• _INPUT_
- - -

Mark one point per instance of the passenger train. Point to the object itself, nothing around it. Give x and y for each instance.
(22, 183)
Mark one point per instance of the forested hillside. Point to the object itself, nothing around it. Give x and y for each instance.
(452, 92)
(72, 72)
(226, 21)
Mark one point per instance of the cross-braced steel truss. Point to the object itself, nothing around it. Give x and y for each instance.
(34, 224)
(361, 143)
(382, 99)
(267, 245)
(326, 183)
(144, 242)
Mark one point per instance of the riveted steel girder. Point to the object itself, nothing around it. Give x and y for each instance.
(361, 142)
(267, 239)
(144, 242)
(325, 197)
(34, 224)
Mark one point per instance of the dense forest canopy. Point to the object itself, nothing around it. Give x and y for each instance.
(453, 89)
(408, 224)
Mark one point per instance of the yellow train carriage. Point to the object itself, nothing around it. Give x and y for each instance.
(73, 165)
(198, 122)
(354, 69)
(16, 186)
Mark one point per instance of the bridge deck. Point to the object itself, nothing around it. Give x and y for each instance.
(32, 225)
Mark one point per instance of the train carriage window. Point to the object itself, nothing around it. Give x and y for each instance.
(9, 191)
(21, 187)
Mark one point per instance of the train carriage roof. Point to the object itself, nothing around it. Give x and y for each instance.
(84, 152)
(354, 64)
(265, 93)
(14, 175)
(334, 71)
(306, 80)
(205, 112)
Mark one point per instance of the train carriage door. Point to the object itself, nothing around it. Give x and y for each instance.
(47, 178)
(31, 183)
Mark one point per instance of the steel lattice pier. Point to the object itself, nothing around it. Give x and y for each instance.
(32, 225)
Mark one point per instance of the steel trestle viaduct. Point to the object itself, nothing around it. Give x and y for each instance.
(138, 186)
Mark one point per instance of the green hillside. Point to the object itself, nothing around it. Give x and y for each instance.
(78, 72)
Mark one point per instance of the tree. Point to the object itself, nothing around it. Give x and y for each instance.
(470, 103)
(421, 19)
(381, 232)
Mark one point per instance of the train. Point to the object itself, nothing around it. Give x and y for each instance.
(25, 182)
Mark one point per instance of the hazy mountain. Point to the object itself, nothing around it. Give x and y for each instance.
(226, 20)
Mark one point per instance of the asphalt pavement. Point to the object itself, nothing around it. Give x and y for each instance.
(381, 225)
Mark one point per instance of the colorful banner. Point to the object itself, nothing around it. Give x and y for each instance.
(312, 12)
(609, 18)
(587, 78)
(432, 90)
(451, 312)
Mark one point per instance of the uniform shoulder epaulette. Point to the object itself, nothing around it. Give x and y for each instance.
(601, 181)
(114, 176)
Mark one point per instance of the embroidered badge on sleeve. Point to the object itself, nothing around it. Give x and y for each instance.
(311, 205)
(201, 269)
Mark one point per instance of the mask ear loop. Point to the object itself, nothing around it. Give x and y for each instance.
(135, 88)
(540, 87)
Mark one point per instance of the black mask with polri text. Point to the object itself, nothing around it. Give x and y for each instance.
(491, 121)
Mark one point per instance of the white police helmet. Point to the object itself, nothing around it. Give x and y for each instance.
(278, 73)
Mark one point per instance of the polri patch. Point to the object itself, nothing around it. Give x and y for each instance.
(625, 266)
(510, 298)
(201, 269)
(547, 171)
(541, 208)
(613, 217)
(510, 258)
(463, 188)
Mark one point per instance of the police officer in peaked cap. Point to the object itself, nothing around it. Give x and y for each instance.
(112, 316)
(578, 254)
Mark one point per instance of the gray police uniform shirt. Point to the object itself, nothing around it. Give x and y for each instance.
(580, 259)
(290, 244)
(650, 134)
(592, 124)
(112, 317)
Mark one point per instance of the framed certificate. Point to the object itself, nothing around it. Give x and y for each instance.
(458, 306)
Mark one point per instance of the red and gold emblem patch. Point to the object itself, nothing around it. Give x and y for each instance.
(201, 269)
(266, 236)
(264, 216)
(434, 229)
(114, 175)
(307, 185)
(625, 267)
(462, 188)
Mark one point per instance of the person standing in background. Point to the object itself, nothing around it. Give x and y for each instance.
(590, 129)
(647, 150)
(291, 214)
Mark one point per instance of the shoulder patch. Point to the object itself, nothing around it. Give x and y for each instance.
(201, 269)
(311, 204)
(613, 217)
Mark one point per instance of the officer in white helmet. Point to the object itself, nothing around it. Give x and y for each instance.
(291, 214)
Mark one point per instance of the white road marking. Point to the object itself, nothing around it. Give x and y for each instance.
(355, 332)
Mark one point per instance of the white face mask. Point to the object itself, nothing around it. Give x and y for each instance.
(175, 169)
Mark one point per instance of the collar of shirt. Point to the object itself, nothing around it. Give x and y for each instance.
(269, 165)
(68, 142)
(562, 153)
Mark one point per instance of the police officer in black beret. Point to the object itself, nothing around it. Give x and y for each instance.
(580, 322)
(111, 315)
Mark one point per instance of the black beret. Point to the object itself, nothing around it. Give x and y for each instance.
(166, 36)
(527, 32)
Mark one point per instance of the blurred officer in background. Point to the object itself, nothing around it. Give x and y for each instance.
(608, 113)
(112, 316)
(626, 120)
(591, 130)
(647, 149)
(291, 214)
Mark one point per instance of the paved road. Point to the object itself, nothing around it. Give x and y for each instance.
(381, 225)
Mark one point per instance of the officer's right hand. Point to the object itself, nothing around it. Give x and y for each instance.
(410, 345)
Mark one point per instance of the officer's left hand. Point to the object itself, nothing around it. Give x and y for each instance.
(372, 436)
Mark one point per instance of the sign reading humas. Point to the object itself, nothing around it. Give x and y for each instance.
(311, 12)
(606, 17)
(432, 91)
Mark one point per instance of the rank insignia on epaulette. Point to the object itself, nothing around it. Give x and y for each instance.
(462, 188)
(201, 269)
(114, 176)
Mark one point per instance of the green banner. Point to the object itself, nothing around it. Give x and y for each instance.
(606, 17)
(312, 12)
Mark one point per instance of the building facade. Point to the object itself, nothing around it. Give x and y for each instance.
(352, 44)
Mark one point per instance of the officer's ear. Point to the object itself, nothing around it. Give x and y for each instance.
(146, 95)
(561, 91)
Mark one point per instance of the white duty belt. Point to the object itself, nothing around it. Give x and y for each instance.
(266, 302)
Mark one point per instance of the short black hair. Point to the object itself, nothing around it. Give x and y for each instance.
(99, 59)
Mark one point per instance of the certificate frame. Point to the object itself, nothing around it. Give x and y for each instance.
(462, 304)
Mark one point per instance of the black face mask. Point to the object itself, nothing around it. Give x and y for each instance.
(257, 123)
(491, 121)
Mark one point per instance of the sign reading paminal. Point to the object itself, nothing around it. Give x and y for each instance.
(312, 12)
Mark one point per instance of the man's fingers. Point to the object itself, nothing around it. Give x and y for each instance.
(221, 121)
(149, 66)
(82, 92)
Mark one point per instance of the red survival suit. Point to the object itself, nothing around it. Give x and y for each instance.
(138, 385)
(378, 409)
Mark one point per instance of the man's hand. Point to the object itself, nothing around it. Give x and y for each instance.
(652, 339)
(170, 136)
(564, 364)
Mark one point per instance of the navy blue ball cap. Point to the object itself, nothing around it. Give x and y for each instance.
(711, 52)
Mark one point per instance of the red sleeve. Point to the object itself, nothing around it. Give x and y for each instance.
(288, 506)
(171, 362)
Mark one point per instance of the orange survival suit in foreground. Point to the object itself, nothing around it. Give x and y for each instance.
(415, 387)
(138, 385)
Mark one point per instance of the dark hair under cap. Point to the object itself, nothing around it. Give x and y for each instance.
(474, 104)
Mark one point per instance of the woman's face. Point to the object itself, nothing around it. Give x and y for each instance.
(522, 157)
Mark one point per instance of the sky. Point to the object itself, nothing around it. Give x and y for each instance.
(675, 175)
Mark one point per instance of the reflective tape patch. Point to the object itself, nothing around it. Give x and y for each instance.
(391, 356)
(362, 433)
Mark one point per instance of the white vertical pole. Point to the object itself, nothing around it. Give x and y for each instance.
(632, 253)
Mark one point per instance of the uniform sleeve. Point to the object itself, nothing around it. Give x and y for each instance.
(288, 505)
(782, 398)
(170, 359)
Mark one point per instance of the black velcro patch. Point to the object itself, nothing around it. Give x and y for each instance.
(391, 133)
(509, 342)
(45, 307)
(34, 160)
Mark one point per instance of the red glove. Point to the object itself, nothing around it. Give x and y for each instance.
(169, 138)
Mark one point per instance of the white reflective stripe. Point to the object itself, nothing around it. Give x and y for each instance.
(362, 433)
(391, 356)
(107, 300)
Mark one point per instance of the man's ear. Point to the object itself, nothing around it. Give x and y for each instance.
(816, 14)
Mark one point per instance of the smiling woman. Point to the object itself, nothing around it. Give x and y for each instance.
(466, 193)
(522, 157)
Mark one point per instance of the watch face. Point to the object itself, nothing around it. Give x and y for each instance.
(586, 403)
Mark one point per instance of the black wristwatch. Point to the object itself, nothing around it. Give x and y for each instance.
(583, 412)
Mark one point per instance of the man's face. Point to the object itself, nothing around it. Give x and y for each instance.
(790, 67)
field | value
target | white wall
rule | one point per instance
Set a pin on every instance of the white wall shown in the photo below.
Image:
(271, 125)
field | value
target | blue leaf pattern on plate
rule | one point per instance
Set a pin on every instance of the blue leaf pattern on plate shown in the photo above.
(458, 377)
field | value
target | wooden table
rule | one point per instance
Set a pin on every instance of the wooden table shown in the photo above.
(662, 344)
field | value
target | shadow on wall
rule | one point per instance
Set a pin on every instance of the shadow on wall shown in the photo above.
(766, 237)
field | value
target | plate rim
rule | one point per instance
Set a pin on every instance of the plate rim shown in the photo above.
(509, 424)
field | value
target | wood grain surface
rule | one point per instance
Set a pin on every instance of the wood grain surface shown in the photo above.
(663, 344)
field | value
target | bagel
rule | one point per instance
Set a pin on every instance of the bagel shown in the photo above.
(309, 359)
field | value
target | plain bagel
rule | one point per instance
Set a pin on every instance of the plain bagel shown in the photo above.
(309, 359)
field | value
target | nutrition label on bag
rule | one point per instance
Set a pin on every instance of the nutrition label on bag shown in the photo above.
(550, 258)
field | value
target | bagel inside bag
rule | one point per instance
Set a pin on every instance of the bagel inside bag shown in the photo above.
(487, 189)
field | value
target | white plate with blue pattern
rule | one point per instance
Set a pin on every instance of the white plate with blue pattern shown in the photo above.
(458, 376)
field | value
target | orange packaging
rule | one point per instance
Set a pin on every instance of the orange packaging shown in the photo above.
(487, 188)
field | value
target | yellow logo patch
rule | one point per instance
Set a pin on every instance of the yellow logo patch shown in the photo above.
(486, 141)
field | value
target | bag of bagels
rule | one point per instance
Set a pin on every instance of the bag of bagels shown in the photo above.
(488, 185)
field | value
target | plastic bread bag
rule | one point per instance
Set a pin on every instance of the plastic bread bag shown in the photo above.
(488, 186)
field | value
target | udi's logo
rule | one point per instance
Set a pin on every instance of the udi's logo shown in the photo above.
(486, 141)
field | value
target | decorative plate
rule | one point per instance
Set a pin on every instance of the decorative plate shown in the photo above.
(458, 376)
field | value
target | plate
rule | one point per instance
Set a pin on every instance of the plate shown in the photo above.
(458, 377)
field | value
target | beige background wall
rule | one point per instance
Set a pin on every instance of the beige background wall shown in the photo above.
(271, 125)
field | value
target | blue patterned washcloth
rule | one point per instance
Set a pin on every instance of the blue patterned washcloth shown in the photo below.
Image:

- - -

• _PROMPT_
All that is wanted is a faithful reproduction of the line above with "Mark one point per instance of the reflective", the line with "target | shadow on wall", and every line in between.

• _REPLY TO THE EXERCISE_
Mark one point per instance of the reflective tape patch. Point to the object itself, nothing around it. Give x and y for each instance.
(391, 356)
(362, 433)
Mark one point per instance of the white vertical pole. Point to the object itself, nothing around it. Give x and y for each instance.
(632, 253)
Mark one point per instance of the uniform sleeve. Point to the object itself, nothing around it. Give x and y for each instance.
(288, 505)
(782, 398)
(170, 359)
Mark one point per instance of the black velcro patch. Point to the object itself, nothing around it. Give x and y for each instance.
(391, 133)
(509, 342)
(45, 307)
(34, 160)
Mark one point per instance of the red glove. Point to the object itself, nothing around it. Give x and y for each instance.
(169, 138)
Mark one point per instance of the white reflective stripe. Point to the object itself, nothing around it. Give x and y for each instance.
(362, 433)
(391, 356)
(107, 300)
Mark one point per instance of the man's ear. Point to the object itself, nothing around it. Give x and y for each instance.
(816, 14)
Mark one point per instance of the smiling woman. Point to the object itself, nothing around it. Give x and y for each instance.
(466, 193)
(522, 157)
Mark one point per instance of the watch face. Point to the object itself, nothing around it. Give x and y for each instance.
(586, 403)
Mark one point per instance of the black wristwatch. Point to the object itself, nothing around it. Give x and y for each instance.
(583, 412)
Mark one point per instance of the man's face. Point to the object itself, nothing around it. Give x and y for each instance.
(790, 67)
field | value
target | white wall
rule | one point per instance
Set a pin on every instance of the white wall shown in the photo below.
Image:
(271, 125)
field | value
target | blue leaf pattern on plate
rule | one point per instance
Set a pin on every instance of the blue leaf pattern on plate shown in the photo above.
(458, 377)
field | value
target | wooden table
rule | one point per instance
Set a pin on every instance of the wooden table shown in the photo above.
(662, 344)
field | value
target | shadow on wall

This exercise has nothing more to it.